Passage shown.

==========

# Kafka vs Jetstream
Kafka has connector for Database, publish data change to kafka Kafka strong at scale & partition compatibity with cluster
- broker at PROD at least 3
Kafka is a ditributed append only commit log
- Base Kafka: store & replay of message logs
- Kafka streams: built on top Base Kafka
- append only WAL LOG
- No deletes, just compaction
NATS + Jetstream is a ditributed messaging platform with persistent storage
- Core NATs: fully-fledged distributed messaging system using subject based addressing. Such Request / Reply , Queuing, Pub / Sub
- Jetstream: distributed persistence on top of Core NATs
- JS is immediately consistent message STORE
- can delete individual messages
- JS is subject based addressing aware
- you can address messages by subject
- JS supports KV & Object Store
# Subject based addressing != Topics
With SBA, you can capture messages into streams using subject token wildcards.
- Subjects do not need to be created ahead of time
Kafka, is one topic stream & up to the clients to constantly refresh the list of Topics to match agaist a Regex & start consuming from.
- Topics have to be pre-defined before messages are stored (optionally created with default values)
- Topic creation causes re-partitioning
# When producing messages
With SBA, the key (and/or unique id) of message is naturally included inside the subject (vs explicitly passed as separate argument)
- can use as many tokens as you need (composite key vs single key)

==========

Record set.
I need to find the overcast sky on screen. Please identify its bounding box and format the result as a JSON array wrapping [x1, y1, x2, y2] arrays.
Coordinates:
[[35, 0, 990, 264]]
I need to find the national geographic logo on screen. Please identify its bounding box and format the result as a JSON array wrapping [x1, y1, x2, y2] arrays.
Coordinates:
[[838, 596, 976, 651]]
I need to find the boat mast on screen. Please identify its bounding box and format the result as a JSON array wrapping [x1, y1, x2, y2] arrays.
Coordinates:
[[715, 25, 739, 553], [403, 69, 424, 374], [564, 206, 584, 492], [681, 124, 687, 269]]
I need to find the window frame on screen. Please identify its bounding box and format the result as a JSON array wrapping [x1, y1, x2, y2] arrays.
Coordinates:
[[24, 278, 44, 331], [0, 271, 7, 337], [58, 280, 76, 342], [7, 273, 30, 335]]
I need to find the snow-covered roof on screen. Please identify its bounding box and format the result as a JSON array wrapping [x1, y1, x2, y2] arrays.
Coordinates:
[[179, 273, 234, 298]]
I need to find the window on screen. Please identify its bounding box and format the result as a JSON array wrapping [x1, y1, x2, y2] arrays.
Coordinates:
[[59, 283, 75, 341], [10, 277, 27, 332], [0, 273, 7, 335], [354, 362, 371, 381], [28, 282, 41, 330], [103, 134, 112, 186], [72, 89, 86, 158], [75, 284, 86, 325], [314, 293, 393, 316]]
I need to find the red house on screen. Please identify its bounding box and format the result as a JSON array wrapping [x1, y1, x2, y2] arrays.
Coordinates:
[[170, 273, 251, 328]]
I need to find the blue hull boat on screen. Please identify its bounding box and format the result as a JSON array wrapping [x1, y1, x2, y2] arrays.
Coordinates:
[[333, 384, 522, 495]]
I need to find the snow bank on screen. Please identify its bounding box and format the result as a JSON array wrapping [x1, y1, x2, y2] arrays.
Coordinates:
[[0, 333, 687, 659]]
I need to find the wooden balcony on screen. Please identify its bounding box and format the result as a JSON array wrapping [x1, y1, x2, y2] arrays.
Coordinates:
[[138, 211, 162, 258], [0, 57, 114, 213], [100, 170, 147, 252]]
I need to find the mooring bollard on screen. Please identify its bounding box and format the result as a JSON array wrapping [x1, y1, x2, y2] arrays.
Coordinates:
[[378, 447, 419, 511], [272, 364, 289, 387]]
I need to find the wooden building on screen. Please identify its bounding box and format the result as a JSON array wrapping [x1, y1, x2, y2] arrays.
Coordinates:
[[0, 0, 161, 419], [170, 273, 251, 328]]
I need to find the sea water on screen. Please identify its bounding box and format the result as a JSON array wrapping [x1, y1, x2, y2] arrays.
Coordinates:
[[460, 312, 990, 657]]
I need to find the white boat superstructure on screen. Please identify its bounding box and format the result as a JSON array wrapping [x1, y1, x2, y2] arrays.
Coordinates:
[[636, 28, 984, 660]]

==========

Exercise objective.
For each statement, say yes or no to whether the Kafka vs Jetstream notes above agree, and quote the words of the notes that decide it: (a) Jetstream allows individual messages to be deleted. (b) Kafka topics do not need to be defined before messages are stored. (c) Jetstream supports a key-value store.

Reply.
(a) Yes: "can delete individual messages".
(b) No: "Topics have to be pre-defined before messages are stored".
(c) Yes: "JS supports KV & Object Store".